◆ **EXERCISE AIM**:
Copy the line containing "Can you find the boy", then all lines after it up to and including the final line of the material, exactly and without additions.

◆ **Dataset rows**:
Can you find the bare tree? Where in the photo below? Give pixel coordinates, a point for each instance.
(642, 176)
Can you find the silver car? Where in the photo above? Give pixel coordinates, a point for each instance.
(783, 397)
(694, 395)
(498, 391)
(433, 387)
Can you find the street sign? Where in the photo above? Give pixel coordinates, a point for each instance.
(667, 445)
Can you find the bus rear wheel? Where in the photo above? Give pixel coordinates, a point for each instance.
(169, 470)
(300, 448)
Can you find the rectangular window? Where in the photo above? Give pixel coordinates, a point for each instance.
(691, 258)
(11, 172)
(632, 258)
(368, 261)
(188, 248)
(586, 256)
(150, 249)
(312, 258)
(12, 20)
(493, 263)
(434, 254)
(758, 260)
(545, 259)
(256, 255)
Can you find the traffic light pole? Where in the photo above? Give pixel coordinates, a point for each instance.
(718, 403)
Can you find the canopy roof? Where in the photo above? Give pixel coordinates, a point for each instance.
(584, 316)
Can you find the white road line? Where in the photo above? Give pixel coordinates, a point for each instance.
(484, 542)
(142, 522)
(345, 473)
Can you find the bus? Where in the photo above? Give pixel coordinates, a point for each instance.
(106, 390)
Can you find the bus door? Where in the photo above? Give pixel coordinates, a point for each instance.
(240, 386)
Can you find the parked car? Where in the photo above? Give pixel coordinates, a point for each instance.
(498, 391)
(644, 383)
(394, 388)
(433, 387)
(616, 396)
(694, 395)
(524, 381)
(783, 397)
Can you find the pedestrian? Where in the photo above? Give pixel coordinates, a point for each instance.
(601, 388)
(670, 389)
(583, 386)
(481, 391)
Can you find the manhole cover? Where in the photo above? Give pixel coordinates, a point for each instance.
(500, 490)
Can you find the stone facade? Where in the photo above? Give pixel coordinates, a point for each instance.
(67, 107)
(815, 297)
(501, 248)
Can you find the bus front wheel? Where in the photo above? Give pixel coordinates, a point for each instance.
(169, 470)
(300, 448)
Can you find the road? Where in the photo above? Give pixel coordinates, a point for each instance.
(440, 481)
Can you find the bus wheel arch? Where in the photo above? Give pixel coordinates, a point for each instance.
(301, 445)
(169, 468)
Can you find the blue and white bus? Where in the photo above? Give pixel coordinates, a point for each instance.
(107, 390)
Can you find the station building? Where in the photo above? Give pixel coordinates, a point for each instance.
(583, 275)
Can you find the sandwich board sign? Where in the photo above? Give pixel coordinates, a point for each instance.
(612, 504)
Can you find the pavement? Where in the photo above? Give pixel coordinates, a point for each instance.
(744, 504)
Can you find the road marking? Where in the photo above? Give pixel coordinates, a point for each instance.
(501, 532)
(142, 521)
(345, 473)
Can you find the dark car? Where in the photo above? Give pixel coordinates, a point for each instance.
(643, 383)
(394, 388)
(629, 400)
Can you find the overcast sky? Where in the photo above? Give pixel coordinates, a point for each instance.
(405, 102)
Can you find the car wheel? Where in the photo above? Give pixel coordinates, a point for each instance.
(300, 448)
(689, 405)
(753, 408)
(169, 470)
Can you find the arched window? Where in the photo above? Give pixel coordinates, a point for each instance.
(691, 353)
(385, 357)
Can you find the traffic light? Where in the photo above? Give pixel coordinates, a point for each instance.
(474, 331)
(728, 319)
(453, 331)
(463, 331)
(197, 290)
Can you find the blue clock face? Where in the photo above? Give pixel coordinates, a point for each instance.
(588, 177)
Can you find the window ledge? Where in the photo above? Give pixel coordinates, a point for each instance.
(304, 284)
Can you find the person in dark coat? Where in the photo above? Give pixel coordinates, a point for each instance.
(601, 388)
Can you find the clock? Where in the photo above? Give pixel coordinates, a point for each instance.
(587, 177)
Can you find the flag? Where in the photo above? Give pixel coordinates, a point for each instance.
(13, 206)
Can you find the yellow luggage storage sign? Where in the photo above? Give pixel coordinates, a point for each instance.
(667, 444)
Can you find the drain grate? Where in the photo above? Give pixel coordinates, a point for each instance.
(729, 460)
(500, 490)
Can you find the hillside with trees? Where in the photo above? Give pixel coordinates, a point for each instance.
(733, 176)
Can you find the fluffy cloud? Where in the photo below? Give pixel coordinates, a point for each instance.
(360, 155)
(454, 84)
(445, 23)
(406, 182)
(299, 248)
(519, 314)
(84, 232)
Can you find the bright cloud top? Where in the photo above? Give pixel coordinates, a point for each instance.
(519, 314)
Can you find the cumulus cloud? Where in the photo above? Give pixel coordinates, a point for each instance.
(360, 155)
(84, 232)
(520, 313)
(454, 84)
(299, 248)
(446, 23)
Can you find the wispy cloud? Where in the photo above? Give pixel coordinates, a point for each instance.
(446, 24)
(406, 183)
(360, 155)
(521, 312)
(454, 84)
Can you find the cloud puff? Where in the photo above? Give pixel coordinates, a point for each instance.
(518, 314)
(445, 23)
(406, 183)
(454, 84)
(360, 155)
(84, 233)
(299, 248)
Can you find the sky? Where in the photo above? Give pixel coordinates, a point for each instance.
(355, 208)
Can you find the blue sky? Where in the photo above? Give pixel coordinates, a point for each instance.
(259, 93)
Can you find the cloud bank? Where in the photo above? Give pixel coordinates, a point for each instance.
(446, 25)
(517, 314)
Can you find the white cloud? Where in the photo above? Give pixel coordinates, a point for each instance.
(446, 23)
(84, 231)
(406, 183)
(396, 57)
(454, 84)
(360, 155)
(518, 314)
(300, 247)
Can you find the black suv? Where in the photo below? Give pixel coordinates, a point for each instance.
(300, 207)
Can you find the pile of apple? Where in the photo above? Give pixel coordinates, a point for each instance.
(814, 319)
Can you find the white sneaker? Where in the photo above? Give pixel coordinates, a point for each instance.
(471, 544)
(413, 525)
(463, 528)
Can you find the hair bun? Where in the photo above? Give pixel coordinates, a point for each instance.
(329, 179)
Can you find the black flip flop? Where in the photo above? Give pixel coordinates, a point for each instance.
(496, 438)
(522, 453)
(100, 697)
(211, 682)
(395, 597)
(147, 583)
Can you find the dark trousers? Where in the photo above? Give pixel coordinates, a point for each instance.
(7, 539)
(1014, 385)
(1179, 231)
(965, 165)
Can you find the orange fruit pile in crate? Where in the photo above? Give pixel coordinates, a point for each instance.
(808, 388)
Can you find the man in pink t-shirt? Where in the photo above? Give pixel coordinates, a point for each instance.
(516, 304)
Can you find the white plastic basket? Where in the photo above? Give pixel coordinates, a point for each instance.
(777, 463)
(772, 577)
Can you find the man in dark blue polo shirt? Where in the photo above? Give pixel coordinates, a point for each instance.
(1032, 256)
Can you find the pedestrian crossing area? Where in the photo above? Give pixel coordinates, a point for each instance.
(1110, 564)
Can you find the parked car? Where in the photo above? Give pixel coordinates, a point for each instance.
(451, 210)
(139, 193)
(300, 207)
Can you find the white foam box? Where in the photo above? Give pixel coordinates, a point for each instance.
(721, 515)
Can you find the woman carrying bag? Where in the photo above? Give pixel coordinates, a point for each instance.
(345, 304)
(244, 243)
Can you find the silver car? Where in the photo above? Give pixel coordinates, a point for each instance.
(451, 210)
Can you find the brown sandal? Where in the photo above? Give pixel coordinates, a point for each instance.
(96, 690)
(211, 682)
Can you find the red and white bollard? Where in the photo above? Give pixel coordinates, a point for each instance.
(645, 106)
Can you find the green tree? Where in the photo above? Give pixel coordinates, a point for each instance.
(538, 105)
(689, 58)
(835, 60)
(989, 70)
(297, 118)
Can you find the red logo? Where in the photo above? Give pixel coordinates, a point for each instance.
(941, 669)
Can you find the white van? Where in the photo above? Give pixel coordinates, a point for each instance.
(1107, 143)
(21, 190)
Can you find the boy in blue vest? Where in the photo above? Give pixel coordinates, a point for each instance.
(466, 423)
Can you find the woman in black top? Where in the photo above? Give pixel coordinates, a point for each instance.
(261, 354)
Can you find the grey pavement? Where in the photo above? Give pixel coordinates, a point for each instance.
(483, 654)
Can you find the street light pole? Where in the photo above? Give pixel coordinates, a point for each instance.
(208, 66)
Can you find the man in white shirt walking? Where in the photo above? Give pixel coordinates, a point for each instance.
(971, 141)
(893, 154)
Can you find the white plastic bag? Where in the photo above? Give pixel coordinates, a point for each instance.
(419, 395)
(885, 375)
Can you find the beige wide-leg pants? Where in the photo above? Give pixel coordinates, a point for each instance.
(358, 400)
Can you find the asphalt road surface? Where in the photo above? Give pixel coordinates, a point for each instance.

◆ **RESULT BELOW**:
Can you find the boy in blue vest? Where in the photo above? Give pixel coordinates, a point for each instance.
(466, 423)
Can you find the woman in black top? Where in the photo above? Give pixel coordinates, a point for each instance.
(261, 354)
Can you find the grey pavement? Where in the photo above? Give pixel coordinates, a point for each instance.
(483, 654)
Can you find the street light pole? Where in the photo above? Give pixel coordinates, a point for each instance.
(208, 66)
Can you find the man in white shirt walking? Where in the photo above? Give pixel coordinates, a point for each instance.
(971, 141)
(893, 154)
Can you find the white plastic bag? Where in the photo above? Give pixel coordinates, a point for each instance.
(419, 395)
(885, 375)
Can you find the beige wide-leg pants? Where in the photo above? Give pixel coordinates, a point for each instance.
(358, 400)
Can you find the asphalt road surface? Where in the photo above? Give pixel coordinates, a point for each instance.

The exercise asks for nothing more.